Exercise details -
Every record that follows must be given again exactly.

Data in this exercise -
========================================================================

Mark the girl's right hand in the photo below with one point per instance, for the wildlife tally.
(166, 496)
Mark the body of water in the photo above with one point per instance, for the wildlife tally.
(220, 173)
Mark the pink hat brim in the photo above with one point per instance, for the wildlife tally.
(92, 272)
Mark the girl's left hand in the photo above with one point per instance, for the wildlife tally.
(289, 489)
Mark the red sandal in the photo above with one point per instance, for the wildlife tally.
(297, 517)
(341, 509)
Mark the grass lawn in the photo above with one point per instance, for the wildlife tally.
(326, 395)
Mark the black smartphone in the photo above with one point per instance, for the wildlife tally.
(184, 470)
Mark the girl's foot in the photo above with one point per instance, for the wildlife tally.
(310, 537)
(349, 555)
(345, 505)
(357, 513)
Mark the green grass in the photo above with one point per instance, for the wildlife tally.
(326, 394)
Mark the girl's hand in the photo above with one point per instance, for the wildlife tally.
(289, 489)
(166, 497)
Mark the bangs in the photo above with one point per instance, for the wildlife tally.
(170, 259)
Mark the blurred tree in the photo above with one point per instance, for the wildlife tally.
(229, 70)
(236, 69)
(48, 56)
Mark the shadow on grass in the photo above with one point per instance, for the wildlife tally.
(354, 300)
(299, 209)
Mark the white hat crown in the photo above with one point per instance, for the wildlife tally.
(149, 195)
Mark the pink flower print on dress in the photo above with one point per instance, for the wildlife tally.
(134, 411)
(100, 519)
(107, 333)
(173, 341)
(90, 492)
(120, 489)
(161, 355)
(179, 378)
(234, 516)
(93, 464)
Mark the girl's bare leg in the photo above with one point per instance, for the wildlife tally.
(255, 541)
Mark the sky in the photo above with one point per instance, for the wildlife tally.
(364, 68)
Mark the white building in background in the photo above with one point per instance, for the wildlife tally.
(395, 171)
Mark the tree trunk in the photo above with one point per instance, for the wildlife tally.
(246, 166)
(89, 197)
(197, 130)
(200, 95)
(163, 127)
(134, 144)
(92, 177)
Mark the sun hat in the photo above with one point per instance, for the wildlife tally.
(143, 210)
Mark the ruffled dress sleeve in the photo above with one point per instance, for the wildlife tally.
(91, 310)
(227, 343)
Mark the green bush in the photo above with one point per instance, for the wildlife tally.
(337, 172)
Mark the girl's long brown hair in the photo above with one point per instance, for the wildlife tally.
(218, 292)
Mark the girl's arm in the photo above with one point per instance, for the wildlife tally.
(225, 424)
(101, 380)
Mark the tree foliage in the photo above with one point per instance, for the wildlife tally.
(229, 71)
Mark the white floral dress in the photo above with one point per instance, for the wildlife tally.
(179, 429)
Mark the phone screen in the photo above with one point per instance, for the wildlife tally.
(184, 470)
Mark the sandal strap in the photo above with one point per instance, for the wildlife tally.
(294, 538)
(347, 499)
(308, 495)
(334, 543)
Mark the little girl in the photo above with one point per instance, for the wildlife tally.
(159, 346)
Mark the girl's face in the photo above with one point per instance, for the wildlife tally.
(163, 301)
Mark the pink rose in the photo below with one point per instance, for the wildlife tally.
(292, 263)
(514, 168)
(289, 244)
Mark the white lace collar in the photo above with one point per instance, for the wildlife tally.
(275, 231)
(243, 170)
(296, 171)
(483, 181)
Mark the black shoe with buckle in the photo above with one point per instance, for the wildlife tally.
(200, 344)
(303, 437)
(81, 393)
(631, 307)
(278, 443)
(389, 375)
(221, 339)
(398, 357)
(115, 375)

========================================================================

Final answer -
Mark the girl's right hand in the photo below with one point per instance, for the wildlife tally.
(166, 496)
Mark the body of water in the photo above with one point per instance, for the wildlife tally.
(220, 173)
Mark the pink hat brim in the photo above with one point per instance, for the wildlife tally.
(92, 272)
Mark the girl's left hand in the photo above with one point per instance, for the wildlife tally.
(289, 489)
Mark the red sandal in the photo above with one point per instance, for the wildlife tally.
(297, 517)
(341, 509)
Mark the grass lawn in the photo above with one point per instance, for the wildlife tally.
(326, 395)
Mark the black smartphone in the photo above with one point per instance, for the wildlife tally.
(184, 470)
Mark the girl's foot in the photo above with one point per instance, for the wildlife tally.
(310, 537)
(349, 555)
(345, 505)
(357, 513)
Mark the green grass in the photo above with one point per instance, for the wildlife tally.
(326, 394)
Mark the girl's hand in the photo above with one point per instance, for the wildlife tally.
(289, 489)
(166, 497)
Mark the bangs in the photo above with one point per instance, for the wildlife tally.
(170, 259)
Mark the blurred tree in the photo above with one point per instance, for the wildlife tally.
(229, 70)
(236, 69)
(48, 56)
Mark the shadow on grass in the photo above with one point per instance, for the wildlife tally.
(354, 300)
(299, 209)
Mark the white hat crown in the photo above with one point per instance, for the wildlife tally.
(149, 195)
Mark the pink flower print on dress in the photo above with one point per instance, for the wildlife tally.
(134, 411)
(100, 519)
(107, 333)
(173, 341)
(90, 492)
(120, 489)
(161, 355)
(179, 378)
(234, 516)
(93, 464)
Mark the girl's bare leg in the photo above with one point per instance, for the wildlife tally.
(255, 541)
Mark the sky in the photo above with one point per instance, for the wildlife tally.
(364, 68)
Mark the white building in background in the photo above with one point per instance, for the wildlife tally.
(395, 171)
Mark the tree trunk in the photo above with one point per instance, for the wildlife tally.
(246, 166)
(89, 197)
(197, 130)
(200, 95)
(163, 127)
(134, 144)
(92, 177)
Mark the sun hat in the photo above with one point per instance, for the wildlife tally.
(143, 210)
Mark the ruffled dress sleeve in the photo above with one point per instance, for the wildlife tally.
(91, 310)
(227, 343)
Mark the green bush in the photo above with one point per instance, for the wildlife tally.
(337, 172)
Mark the girl's long brown hair in the photo above with one point per instance, for the wildlife tally.
(218, 292)
Mark the girl's arm in the photo above with one point per instance, for the wildlife tally.
(225, 424)
(101, 380)
Mark the tree foliage in the photo above with one point per instance, for the wildlife tally.
(229, 71)
Mark the white floral dress in the photo above with one point per instance, for the wildlife tally.
(179, 429)
Mark the phone screen in the photo above with one point per instance, for the wildlife tally.
(184, 470)
Mark the sandal strap in the photo above with one point per instance, for the wildlife tally.
(294, 538)
(347, 499)
(308, 495)
(334, 543)
Mark the little girl in the photo above with one point per instance, for the wildlife tally.
(159, 346)
Mark the girl's face in the photo above with one point per instance, for the wildlife tally.
(163, 301)
Mark the pink rose in the photo below with one point per instance, for the wildlife tally.
(292, 263)
(514, 168)
(289, 244)
Mark the white lace collar in the photo above with one point per instance, for the wildlife tally.
(275, 231)
(243, 170)
(296, 171)
(483, 181)
Mark the black shoe with buckle in the photo above with one point per instance, for the wildlife tally.
(200, 344)
(303, 437)
(81, 393)
(631, 307)
(278, 443)
(389, 375)
(221, 339)
(398, 357)
(115, 375)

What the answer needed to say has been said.